Stated problem.
Copy the following lines word for word, beginning at the line that contains "target: baseball player in blue jersey" and stopping after the line that contains "175 98 L 173".

Records for this task.
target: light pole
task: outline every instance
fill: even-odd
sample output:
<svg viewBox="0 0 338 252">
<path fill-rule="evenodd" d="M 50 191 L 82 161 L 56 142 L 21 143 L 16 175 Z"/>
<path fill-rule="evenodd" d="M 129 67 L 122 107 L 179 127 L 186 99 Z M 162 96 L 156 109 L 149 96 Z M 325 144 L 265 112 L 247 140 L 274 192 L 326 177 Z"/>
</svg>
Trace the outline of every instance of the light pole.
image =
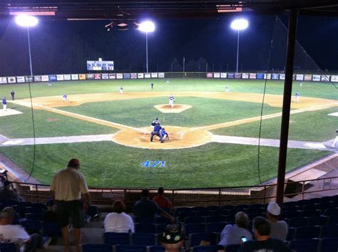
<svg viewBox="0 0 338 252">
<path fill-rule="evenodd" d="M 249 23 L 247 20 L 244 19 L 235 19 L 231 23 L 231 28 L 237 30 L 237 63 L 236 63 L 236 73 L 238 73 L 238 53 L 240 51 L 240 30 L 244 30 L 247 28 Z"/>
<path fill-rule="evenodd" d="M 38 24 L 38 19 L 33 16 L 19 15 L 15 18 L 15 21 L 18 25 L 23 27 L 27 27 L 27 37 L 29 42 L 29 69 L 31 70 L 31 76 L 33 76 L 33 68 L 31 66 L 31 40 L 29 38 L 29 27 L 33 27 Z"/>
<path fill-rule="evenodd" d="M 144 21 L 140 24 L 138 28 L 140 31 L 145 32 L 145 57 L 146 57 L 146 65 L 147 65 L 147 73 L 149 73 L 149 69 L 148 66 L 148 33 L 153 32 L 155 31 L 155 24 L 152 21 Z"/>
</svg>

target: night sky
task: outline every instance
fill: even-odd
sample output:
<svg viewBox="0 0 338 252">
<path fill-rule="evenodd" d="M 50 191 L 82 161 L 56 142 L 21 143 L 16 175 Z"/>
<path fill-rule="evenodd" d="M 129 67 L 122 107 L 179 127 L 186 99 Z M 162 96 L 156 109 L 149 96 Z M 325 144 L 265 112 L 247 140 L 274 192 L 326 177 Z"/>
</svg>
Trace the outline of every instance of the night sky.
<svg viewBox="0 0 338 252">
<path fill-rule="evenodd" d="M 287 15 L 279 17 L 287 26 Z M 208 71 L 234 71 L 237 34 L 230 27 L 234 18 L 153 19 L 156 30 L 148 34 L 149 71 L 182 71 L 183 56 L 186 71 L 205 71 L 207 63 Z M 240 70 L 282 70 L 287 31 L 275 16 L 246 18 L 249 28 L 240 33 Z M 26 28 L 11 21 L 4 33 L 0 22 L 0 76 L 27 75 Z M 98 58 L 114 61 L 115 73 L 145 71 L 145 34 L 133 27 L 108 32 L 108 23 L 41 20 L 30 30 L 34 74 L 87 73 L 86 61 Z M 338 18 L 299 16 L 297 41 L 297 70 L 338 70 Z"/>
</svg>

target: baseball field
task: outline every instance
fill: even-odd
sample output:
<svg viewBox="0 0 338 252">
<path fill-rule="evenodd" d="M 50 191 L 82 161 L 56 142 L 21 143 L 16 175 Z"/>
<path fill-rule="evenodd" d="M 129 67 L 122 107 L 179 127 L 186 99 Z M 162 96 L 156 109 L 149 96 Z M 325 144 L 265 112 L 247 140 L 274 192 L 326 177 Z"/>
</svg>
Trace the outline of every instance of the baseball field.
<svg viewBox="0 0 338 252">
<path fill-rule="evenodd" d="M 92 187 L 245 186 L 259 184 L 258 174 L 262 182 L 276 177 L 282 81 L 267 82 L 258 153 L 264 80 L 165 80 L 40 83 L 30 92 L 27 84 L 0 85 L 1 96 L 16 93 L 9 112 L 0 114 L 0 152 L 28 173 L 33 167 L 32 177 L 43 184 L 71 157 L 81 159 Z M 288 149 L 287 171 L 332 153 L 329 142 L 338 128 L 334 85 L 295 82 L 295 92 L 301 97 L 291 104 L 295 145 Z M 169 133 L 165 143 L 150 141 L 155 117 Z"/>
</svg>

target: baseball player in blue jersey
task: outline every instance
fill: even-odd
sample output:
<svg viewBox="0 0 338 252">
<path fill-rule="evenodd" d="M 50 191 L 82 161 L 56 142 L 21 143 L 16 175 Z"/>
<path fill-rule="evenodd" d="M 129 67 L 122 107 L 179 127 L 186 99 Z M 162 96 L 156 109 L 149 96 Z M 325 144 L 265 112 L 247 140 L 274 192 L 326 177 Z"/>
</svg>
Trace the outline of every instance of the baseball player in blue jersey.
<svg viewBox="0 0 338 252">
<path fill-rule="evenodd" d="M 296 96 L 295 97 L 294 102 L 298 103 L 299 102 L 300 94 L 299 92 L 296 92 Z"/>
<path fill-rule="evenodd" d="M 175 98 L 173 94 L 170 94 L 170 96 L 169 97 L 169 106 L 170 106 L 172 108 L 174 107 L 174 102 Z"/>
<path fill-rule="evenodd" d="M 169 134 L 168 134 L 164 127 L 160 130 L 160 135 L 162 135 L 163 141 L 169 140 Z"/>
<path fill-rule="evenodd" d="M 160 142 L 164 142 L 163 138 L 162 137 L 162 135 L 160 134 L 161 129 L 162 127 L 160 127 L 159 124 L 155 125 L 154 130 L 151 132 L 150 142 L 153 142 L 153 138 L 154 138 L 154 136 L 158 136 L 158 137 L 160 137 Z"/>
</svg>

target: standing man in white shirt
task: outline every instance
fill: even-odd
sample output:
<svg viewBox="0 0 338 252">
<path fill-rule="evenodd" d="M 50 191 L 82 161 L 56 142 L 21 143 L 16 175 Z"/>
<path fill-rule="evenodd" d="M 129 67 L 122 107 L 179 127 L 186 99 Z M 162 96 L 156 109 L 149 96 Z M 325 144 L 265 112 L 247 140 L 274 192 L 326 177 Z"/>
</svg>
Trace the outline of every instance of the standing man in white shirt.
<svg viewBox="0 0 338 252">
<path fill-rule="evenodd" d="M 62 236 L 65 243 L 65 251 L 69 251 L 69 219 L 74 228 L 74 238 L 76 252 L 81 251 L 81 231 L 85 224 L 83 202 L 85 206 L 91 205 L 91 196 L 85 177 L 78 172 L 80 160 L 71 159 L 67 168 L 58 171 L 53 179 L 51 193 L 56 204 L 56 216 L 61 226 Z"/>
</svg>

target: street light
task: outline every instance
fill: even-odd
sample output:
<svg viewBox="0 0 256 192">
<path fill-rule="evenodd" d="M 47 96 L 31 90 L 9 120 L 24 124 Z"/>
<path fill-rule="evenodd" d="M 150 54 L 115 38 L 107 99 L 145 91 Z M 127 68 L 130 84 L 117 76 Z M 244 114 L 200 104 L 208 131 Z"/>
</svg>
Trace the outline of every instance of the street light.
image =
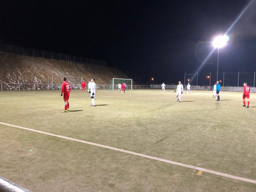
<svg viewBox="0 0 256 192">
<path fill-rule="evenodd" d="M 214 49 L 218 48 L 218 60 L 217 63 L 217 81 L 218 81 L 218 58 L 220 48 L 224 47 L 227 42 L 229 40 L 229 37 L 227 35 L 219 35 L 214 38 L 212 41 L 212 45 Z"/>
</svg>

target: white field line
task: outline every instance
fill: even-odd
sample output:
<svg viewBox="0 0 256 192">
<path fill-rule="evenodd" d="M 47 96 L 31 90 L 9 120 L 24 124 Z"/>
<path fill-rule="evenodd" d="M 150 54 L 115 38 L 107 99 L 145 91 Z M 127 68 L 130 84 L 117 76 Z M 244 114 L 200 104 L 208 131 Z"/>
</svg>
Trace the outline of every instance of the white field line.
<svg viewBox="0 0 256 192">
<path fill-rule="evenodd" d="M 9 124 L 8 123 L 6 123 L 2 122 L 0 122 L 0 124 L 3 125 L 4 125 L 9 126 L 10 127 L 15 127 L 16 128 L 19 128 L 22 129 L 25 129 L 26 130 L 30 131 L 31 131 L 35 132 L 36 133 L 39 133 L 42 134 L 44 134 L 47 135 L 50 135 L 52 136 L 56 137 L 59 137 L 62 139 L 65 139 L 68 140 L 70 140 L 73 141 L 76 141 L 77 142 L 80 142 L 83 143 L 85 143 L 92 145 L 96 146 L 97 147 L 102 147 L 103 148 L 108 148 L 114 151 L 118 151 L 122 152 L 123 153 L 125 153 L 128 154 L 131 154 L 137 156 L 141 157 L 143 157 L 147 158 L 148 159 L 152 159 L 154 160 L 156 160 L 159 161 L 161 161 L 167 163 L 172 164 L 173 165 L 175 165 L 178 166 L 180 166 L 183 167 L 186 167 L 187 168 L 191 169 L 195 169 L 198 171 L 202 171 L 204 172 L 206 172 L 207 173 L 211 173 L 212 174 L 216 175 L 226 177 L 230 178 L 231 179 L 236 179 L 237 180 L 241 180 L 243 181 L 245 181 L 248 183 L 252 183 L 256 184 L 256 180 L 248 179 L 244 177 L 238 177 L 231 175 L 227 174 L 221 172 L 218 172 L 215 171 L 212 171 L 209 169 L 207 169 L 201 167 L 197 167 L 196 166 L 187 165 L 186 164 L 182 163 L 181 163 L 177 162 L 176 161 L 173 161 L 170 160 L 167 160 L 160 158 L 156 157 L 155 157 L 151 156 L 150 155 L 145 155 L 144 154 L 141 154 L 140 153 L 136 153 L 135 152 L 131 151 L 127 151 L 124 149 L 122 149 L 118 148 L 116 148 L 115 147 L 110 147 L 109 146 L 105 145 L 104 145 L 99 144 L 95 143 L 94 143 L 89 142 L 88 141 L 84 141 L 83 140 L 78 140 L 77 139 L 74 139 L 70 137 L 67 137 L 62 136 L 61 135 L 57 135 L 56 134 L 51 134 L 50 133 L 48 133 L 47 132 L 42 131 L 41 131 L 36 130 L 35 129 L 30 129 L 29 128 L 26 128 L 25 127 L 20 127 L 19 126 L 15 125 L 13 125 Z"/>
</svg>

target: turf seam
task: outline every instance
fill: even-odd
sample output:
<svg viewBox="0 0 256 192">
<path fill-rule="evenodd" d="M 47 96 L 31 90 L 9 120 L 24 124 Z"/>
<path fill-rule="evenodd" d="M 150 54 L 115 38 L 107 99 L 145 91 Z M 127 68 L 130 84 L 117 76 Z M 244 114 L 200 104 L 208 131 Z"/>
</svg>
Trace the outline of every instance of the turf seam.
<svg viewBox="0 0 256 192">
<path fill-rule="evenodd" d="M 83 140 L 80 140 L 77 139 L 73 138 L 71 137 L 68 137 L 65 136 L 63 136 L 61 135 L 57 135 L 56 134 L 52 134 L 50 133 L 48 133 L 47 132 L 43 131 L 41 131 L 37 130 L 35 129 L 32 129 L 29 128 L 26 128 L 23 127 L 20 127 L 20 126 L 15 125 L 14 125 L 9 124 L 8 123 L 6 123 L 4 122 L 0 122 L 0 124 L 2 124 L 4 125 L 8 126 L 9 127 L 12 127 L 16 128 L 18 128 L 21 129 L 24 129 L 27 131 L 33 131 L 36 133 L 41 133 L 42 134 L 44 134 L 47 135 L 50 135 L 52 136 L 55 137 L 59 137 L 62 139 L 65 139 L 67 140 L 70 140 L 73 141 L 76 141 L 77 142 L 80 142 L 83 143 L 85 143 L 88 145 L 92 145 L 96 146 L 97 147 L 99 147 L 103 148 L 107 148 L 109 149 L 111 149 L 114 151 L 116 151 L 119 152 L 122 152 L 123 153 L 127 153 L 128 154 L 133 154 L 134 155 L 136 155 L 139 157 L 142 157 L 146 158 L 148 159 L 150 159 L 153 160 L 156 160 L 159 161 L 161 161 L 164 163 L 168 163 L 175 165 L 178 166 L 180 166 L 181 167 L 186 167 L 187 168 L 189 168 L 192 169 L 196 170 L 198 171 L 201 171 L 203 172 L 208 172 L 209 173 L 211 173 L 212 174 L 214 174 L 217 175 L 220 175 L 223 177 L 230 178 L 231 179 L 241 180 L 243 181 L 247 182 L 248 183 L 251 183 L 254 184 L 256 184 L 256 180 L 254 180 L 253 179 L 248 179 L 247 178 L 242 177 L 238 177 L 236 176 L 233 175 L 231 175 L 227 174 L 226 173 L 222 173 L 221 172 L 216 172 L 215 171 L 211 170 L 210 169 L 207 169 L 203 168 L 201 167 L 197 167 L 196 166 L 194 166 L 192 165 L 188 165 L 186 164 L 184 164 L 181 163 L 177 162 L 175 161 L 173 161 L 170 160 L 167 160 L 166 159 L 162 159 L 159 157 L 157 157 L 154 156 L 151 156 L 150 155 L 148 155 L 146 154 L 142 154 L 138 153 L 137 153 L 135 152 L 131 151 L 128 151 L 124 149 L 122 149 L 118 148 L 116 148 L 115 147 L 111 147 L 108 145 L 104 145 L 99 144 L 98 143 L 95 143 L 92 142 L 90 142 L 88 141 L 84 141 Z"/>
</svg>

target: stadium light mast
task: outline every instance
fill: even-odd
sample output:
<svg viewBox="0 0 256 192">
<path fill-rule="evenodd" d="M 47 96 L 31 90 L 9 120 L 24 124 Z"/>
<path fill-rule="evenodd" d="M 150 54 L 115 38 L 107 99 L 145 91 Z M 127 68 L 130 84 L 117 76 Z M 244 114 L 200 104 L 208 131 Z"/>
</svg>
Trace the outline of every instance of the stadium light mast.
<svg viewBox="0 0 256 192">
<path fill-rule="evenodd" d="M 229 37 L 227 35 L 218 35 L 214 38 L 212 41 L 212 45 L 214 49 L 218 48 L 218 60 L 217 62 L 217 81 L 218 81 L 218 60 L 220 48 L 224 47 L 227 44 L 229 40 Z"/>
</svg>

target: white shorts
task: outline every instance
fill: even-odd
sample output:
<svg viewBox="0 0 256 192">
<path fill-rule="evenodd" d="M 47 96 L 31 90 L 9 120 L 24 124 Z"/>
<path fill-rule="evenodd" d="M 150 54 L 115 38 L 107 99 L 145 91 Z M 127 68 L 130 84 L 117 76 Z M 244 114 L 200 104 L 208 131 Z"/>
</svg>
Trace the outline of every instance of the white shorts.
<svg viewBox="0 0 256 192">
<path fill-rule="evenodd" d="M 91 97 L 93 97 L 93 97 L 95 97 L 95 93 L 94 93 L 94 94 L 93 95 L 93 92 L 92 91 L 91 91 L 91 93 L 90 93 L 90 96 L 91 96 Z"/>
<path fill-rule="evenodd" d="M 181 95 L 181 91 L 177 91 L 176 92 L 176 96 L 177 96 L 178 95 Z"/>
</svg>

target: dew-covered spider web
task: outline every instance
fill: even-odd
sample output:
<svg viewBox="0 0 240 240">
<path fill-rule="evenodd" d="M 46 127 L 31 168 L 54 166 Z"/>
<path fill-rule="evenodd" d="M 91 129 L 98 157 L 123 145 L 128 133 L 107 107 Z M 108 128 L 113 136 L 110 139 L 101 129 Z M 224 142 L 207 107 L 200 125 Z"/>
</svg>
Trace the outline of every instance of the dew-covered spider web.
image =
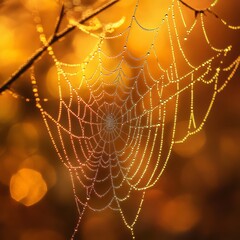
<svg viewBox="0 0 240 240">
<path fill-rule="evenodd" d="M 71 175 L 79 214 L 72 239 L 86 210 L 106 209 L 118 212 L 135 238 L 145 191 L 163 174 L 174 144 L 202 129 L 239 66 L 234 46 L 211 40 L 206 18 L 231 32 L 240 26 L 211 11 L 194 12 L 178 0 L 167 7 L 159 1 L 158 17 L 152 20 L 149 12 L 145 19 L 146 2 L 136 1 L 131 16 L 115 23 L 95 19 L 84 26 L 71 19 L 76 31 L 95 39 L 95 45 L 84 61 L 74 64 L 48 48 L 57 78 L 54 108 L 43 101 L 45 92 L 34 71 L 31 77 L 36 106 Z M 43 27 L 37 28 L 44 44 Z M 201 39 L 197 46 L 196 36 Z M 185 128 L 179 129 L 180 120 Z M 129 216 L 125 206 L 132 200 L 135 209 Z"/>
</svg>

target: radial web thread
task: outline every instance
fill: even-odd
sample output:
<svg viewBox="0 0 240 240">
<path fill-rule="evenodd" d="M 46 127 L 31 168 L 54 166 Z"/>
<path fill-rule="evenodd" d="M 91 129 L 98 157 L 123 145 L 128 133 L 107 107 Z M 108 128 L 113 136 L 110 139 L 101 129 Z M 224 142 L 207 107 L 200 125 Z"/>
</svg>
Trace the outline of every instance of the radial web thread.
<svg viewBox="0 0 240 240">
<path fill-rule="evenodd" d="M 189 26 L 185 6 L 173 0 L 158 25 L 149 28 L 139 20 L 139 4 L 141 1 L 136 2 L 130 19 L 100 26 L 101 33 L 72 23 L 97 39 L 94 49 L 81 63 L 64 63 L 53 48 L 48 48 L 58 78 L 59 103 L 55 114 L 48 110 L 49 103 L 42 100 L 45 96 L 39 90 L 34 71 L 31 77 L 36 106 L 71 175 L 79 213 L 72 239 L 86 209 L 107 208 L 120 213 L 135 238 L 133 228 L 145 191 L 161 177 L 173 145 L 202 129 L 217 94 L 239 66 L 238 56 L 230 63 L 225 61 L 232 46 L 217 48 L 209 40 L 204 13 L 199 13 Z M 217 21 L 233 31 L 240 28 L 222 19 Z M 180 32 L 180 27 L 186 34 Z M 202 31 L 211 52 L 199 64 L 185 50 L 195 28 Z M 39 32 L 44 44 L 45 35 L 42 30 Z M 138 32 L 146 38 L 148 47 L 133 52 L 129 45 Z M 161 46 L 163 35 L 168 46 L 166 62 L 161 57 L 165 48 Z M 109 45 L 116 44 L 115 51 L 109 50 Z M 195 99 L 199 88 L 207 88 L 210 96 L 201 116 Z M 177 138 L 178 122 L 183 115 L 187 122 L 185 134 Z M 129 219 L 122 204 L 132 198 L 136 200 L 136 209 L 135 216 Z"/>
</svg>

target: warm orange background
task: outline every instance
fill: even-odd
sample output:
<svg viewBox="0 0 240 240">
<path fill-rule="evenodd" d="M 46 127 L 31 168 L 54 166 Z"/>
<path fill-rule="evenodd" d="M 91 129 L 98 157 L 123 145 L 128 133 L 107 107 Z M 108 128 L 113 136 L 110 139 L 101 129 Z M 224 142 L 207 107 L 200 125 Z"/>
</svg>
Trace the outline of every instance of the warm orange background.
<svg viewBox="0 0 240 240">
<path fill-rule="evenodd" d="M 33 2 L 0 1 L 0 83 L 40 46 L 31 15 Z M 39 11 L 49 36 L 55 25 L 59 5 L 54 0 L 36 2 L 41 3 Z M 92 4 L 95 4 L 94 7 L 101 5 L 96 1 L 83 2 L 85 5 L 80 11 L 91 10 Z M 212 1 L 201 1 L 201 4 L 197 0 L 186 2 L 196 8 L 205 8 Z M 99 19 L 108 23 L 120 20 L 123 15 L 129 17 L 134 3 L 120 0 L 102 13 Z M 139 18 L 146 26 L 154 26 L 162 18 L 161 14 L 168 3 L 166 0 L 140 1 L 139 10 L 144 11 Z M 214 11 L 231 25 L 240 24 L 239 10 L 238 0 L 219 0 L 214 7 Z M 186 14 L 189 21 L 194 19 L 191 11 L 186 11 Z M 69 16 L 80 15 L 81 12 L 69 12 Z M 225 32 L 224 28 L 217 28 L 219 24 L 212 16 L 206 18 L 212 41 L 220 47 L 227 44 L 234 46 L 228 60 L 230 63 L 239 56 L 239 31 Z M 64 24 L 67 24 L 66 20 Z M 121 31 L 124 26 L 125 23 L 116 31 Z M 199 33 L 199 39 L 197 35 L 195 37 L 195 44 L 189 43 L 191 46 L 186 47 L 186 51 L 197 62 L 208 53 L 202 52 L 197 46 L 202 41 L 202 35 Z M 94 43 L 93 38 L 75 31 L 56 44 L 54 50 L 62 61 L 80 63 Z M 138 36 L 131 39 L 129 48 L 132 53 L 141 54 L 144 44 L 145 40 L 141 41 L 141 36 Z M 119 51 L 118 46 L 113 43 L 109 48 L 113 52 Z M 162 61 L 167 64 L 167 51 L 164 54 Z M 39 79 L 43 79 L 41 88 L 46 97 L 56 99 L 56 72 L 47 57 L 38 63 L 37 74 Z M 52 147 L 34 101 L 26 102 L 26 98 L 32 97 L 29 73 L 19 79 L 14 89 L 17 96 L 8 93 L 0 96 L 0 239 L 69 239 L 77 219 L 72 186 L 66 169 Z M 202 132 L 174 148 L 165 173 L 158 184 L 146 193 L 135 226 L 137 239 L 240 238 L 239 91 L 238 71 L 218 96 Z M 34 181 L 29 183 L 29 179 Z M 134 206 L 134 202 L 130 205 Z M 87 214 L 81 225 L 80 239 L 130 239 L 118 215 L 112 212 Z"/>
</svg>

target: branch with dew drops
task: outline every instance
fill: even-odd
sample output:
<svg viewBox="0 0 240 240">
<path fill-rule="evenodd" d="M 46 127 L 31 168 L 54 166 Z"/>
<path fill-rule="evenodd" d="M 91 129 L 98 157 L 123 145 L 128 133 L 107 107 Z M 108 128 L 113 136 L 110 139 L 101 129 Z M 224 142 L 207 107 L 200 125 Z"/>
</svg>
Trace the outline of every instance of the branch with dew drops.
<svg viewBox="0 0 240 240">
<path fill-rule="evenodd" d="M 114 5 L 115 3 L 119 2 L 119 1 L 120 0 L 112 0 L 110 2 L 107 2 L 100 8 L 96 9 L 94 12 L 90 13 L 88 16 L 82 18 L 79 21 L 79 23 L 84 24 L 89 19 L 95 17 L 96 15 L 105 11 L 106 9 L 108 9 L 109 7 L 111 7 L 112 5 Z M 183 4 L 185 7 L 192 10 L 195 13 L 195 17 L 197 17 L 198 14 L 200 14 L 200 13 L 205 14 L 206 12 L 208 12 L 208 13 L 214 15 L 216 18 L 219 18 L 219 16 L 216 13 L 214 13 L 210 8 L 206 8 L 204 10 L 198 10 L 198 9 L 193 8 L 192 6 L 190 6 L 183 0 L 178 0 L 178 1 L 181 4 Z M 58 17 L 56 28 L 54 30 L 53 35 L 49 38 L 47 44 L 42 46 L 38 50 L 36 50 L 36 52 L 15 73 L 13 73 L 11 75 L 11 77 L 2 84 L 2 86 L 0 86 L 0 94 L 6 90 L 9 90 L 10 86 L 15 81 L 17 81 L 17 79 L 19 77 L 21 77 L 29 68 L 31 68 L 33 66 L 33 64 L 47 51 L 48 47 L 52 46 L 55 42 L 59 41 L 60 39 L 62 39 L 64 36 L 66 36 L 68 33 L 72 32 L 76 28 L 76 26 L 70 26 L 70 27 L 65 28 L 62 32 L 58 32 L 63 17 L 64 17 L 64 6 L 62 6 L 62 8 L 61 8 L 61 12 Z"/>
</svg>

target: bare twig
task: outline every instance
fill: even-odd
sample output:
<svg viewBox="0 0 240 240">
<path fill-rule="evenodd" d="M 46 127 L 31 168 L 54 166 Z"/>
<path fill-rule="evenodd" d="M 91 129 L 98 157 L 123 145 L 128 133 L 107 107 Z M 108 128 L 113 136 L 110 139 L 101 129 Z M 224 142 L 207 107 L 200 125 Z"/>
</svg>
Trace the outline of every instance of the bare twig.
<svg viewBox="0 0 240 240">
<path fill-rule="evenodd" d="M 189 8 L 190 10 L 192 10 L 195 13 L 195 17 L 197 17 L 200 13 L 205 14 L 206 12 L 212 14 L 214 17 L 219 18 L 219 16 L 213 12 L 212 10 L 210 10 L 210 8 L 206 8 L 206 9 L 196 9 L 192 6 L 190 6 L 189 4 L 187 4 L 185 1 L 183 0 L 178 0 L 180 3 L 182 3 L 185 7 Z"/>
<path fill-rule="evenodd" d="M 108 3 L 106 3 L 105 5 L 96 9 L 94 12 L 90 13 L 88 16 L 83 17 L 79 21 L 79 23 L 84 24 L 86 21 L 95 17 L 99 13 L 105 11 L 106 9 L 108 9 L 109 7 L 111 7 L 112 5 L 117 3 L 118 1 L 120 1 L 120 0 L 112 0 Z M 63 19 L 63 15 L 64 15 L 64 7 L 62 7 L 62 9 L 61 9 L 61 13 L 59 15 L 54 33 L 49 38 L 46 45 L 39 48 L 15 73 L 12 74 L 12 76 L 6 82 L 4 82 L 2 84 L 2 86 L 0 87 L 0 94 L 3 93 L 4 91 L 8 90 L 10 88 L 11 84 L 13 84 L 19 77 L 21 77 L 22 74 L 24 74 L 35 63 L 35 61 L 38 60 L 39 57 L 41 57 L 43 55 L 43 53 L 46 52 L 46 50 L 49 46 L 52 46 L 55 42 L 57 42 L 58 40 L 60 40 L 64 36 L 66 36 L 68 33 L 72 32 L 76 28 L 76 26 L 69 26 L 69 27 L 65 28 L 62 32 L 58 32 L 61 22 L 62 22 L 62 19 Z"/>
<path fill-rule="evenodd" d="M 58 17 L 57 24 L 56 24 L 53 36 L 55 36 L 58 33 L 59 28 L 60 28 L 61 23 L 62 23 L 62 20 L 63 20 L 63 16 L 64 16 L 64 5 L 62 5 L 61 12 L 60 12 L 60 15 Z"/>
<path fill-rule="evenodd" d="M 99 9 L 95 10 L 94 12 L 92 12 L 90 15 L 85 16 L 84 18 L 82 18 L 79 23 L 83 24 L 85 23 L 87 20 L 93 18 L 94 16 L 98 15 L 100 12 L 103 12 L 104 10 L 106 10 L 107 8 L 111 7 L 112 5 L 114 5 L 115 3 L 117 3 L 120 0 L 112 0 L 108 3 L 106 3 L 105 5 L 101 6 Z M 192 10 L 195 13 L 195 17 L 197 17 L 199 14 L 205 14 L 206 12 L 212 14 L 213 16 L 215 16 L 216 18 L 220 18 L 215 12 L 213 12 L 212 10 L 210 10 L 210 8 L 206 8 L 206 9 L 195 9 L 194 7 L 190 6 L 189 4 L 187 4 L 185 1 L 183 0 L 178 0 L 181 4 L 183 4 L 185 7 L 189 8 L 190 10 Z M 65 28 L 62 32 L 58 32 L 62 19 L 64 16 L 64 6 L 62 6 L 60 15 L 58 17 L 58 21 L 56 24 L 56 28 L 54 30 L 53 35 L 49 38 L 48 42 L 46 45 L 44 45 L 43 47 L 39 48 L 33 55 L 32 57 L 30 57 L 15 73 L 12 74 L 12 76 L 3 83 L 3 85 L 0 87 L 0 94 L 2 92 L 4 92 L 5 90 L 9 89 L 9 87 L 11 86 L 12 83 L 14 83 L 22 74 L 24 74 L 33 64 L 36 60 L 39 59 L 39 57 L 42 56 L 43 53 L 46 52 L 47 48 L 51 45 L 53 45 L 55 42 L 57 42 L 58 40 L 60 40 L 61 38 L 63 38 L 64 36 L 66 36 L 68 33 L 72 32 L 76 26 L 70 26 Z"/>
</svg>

Output below.
target: baseball player in blue jersey
task: outline every instance
fill: even-odd
sample output:
<svg viewBox="0 0 338 252">
<path fill-rule="evenodd" d="M 50 191 L 82 161 L 56 142 L 21 143 L 16 175 Z"/>
<path fill-rule="evenodd" d="M 129 67 L 122 107 L 179 127 L 186 99 Z M 162 96 L 156 109 L 149 96 Z M 325 144 L 265 112 L 247 140 L 274 192 L 326 177 Z"/>
</svg>
Trace the outline of every instance of the baseball player in blue jersey.
<svg viewBox="0 0 338 252">
<path fill-rule="evenodd" d="M 296 96 L 295 97 L 294 102 L 298 103 L 299 102 L 300 94 L 299 92 L 296 92 Z"/>
<path fill-rule="evenodd" d="M 175 98 L 173 94 L 170 94 L 170 96 L 169 97 L 169 106 L 170 106 L 172 108 L 174 107 L 174 102 Z"/>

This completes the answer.